**Stated goal**
Starting at the line that contains "[locate] the stone" and ending at the last line of the records, write out those lines again, requests included. Multiply each coordinate in the answers by 2.55 and round to whole numbers, with halves going up, and give only those lines.

**Given information**
········

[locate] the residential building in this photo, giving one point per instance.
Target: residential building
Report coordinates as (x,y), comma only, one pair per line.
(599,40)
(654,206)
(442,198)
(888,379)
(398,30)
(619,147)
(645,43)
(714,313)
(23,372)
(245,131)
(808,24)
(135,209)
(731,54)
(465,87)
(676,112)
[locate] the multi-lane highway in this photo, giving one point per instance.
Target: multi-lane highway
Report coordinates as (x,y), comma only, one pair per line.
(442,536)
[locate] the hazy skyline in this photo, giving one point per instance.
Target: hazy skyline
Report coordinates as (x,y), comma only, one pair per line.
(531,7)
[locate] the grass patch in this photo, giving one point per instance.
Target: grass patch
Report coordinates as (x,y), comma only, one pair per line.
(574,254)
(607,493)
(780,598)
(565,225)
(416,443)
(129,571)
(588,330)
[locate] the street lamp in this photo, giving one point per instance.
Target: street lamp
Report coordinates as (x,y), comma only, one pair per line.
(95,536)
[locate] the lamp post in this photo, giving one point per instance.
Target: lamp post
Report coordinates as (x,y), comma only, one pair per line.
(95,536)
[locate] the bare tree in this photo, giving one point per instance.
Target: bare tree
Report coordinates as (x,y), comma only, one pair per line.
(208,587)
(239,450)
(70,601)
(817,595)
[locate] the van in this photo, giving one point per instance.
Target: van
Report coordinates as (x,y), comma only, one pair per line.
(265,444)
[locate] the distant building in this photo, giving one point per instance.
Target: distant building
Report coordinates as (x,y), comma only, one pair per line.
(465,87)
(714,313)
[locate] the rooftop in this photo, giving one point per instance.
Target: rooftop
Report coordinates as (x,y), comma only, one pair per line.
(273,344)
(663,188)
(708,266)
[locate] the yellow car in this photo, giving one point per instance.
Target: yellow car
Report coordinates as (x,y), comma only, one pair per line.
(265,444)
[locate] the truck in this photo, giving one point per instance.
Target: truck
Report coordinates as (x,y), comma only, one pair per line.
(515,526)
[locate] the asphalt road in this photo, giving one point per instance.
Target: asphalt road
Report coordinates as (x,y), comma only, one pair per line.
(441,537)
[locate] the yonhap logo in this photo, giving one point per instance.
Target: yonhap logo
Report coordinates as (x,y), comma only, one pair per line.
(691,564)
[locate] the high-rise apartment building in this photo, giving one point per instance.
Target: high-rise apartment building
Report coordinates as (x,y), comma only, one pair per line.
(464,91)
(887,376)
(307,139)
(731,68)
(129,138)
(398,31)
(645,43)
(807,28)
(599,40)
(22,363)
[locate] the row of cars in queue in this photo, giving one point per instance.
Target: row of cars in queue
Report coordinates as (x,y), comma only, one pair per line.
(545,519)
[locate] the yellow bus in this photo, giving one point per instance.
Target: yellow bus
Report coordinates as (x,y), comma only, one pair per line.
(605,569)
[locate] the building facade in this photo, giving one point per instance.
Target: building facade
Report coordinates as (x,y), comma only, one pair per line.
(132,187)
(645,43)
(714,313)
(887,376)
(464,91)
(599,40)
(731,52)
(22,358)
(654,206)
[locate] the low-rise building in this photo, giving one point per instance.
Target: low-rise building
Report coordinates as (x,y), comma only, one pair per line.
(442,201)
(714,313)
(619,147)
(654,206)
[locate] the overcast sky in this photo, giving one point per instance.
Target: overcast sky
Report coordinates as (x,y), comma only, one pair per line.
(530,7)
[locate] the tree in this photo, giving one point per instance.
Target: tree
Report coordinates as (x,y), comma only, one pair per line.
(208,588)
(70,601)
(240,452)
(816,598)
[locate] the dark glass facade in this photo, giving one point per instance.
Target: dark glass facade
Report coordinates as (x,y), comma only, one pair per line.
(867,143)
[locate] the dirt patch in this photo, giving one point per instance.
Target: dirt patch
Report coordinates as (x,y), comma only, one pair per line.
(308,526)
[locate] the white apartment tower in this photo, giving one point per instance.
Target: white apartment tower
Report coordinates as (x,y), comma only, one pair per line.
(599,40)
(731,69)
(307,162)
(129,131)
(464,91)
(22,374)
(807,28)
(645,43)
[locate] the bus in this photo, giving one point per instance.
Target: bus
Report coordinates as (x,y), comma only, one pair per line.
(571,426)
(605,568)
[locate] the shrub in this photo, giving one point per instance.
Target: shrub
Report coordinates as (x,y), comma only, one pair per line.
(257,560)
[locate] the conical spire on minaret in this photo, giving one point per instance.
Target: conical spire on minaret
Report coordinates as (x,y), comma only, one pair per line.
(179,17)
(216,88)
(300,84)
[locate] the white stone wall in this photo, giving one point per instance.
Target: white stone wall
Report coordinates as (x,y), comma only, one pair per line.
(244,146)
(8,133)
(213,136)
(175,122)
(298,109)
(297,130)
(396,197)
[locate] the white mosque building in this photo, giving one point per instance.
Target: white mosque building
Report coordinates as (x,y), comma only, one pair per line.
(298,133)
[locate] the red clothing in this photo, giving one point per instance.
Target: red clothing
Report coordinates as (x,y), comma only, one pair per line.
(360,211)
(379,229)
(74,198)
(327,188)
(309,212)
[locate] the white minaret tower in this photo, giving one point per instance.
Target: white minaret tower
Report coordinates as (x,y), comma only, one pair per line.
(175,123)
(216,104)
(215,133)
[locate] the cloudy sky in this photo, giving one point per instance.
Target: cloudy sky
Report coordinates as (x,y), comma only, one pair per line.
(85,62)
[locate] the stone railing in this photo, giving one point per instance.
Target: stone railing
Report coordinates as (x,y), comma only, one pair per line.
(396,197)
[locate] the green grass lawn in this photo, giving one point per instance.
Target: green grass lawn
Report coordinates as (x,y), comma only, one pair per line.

········

**Exercise answer**
[locate] the stone railing in this photo, giving one point per instance.
Target: stone railing
Report coordinates as (x,y), comma only, one pair per line.
(1010,502)
[locate] the green grass lawn in this photo, giving one point per instance.
Target: green grass lawn
Report coordinates as (x,y), comma only, one pair per line.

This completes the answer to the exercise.